YOUR GOAL
In the part that opens with the line containing "As a warehouse robot's perception module, locate woman's wrist" and closes with the line containing "265, 224, 283, 248", can you replace "plan a grasp" with "plan a pickup"? Give back only those lines, with nothing else changed.

** start of MATERIAL **

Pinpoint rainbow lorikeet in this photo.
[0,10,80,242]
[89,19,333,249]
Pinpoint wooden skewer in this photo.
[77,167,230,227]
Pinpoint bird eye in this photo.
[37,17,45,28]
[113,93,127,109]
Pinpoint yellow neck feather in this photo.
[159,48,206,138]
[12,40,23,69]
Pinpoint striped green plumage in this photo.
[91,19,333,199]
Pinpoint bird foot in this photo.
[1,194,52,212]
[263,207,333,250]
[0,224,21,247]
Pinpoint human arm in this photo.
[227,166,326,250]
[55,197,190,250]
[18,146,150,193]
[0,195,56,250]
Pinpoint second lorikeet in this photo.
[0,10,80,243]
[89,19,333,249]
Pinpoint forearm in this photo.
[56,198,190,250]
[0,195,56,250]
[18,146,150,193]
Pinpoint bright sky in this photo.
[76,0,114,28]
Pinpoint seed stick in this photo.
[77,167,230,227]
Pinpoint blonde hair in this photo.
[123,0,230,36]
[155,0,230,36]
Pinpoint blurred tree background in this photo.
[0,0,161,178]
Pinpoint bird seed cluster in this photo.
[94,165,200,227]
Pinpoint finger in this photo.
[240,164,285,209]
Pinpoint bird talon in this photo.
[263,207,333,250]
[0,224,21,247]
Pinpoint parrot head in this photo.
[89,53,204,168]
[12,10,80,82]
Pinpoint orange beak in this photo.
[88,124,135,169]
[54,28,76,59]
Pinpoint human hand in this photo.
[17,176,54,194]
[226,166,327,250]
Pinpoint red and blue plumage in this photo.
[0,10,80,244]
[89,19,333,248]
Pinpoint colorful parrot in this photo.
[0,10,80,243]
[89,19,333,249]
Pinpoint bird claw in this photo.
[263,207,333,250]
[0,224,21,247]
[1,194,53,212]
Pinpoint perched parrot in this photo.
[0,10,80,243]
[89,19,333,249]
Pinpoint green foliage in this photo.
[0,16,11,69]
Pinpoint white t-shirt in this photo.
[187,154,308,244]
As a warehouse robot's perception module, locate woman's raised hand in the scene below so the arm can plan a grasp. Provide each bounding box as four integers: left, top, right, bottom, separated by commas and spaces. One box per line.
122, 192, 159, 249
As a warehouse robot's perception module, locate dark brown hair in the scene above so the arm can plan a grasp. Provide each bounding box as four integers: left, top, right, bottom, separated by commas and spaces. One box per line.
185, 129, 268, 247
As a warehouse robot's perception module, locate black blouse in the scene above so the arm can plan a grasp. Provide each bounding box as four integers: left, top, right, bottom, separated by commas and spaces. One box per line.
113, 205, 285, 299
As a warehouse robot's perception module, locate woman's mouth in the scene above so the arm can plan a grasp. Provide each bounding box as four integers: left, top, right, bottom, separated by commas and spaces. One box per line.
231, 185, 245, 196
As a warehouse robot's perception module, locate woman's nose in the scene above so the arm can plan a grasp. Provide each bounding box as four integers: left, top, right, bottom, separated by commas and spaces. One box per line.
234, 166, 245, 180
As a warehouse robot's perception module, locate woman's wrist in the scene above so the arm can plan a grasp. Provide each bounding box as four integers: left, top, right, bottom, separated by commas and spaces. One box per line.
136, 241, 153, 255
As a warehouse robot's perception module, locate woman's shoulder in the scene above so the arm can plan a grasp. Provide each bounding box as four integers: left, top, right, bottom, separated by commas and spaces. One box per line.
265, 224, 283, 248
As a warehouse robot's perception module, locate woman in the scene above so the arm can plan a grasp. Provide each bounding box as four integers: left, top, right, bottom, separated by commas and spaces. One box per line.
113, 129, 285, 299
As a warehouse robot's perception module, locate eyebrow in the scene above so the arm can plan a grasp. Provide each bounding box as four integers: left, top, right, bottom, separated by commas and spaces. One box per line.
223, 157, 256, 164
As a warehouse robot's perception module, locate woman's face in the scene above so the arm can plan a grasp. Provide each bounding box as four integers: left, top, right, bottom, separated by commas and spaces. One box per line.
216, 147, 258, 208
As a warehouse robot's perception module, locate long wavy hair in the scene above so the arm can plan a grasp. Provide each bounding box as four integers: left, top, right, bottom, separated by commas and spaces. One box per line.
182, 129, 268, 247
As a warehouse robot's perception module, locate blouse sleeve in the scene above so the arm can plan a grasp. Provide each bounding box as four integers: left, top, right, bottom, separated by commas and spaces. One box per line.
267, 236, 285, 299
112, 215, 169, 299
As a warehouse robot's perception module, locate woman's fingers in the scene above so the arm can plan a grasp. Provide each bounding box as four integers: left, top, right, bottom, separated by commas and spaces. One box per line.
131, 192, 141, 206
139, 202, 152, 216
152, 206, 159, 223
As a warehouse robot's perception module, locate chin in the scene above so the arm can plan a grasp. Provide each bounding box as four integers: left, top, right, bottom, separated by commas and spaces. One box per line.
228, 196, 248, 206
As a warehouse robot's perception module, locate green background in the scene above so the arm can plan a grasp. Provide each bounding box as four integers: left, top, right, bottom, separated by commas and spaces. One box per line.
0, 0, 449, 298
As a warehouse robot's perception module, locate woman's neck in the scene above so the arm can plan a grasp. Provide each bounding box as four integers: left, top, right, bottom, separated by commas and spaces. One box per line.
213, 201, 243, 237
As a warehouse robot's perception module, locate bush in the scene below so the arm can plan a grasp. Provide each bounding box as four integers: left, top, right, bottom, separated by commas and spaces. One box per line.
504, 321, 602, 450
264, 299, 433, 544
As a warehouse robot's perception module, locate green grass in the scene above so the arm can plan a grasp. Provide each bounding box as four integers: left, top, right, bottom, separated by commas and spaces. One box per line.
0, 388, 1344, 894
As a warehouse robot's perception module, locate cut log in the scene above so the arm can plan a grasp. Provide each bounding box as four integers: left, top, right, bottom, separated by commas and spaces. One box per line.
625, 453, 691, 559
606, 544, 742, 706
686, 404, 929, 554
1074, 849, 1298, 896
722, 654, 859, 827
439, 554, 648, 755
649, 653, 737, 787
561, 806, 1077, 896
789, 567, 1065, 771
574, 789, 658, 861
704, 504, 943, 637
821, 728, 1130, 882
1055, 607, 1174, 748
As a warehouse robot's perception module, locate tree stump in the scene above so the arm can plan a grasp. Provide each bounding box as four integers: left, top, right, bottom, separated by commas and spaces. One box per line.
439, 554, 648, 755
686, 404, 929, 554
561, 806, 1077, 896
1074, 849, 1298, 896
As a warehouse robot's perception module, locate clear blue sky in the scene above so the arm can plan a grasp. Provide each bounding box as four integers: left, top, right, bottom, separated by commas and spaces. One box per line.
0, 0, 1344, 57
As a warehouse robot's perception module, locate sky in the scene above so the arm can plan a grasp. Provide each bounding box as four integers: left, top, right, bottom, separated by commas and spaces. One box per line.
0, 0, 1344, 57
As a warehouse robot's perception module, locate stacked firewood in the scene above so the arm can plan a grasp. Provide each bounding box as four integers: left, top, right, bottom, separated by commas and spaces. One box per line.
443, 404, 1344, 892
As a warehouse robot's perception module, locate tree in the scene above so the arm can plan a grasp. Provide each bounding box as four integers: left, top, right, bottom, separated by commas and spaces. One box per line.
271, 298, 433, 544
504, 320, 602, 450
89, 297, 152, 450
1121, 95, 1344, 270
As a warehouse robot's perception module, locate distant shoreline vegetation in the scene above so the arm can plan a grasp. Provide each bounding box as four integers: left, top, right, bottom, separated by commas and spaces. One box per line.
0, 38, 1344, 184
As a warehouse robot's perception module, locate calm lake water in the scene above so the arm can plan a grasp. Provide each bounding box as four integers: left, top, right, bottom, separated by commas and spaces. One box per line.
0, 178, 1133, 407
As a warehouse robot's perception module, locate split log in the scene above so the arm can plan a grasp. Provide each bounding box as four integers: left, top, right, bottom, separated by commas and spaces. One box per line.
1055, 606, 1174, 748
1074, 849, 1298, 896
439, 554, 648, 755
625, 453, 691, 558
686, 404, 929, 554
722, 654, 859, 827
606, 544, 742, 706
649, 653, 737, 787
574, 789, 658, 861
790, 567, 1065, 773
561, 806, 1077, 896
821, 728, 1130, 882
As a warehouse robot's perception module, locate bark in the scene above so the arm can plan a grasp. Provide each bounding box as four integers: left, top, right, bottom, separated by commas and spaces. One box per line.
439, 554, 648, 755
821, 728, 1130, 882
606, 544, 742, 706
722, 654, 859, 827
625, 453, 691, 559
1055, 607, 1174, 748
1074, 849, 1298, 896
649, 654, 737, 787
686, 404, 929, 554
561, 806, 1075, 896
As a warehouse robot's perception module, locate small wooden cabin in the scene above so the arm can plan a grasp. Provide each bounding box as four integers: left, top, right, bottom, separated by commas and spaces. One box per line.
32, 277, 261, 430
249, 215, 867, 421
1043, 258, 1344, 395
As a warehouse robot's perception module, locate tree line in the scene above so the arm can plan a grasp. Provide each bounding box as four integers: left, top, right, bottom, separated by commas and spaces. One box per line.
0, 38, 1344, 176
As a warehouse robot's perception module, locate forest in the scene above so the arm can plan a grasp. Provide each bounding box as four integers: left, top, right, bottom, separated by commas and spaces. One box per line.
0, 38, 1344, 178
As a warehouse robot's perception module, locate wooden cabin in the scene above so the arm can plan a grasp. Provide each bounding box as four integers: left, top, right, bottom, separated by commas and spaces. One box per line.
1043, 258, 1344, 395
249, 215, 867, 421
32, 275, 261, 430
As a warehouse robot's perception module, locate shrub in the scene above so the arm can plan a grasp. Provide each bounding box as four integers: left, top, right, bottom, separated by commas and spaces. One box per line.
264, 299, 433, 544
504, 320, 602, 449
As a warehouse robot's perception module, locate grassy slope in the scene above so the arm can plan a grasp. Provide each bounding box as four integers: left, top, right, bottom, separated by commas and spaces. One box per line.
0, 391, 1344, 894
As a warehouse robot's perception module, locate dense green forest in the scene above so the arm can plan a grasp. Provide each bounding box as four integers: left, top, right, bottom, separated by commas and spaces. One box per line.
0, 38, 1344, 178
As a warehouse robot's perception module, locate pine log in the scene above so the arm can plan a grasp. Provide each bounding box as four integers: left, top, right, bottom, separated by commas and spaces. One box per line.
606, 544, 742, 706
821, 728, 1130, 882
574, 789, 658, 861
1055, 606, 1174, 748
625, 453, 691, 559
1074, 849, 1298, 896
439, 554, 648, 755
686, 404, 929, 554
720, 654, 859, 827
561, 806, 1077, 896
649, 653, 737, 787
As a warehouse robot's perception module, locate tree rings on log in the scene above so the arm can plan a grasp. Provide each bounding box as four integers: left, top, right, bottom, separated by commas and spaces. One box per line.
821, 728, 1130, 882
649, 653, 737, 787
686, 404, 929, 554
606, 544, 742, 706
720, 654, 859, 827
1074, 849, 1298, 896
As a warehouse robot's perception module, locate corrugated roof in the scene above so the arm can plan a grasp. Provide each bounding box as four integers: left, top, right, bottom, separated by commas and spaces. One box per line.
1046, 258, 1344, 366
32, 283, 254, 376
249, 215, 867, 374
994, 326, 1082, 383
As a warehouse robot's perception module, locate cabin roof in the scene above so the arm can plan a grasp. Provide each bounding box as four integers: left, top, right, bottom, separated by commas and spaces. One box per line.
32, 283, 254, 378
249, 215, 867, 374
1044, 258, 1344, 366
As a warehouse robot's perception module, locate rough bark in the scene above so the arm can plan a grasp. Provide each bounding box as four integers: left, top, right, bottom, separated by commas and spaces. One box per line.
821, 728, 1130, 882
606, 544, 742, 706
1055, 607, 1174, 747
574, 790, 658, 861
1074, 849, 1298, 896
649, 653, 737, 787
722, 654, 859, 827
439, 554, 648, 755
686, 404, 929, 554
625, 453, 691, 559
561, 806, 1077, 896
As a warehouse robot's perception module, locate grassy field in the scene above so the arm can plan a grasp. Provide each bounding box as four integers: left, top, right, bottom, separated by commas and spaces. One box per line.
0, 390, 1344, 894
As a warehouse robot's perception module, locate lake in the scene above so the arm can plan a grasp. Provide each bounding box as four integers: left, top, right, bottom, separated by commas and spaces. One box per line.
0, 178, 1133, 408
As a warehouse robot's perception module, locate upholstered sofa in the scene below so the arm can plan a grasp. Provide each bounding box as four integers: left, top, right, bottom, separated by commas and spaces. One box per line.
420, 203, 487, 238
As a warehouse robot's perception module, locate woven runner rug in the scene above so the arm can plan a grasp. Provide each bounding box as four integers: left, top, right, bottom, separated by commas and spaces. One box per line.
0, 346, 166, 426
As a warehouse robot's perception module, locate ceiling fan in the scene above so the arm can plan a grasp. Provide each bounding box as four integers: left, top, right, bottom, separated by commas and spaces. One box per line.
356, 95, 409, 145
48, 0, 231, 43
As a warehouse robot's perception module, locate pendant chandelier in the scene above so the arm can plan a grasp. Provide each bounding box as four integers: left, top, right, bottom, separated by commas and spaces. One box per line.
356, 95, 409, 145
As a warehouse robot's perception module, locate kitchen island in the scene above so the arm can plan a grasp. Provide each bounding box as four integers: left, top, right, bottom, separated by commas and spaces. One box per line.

** end of MATERIAL **

EXERCISE RESULT
As a warehouse robot's perception module, locate woman's wrist in the scene above so the arm can plan a pickup. Provide each bounding box as four integers: left, top, right, bottom, separated by commas and spaces. One box per line.
136, 241, 153, 255
As a warehouse robot's perception module, locate woman's shoulder in the scene above so the arm can plan a pickup. Provide each bounding box as four integers: left, top, right, bottom, separated by commas and spaces. One box per line.
265, 224, 283, 248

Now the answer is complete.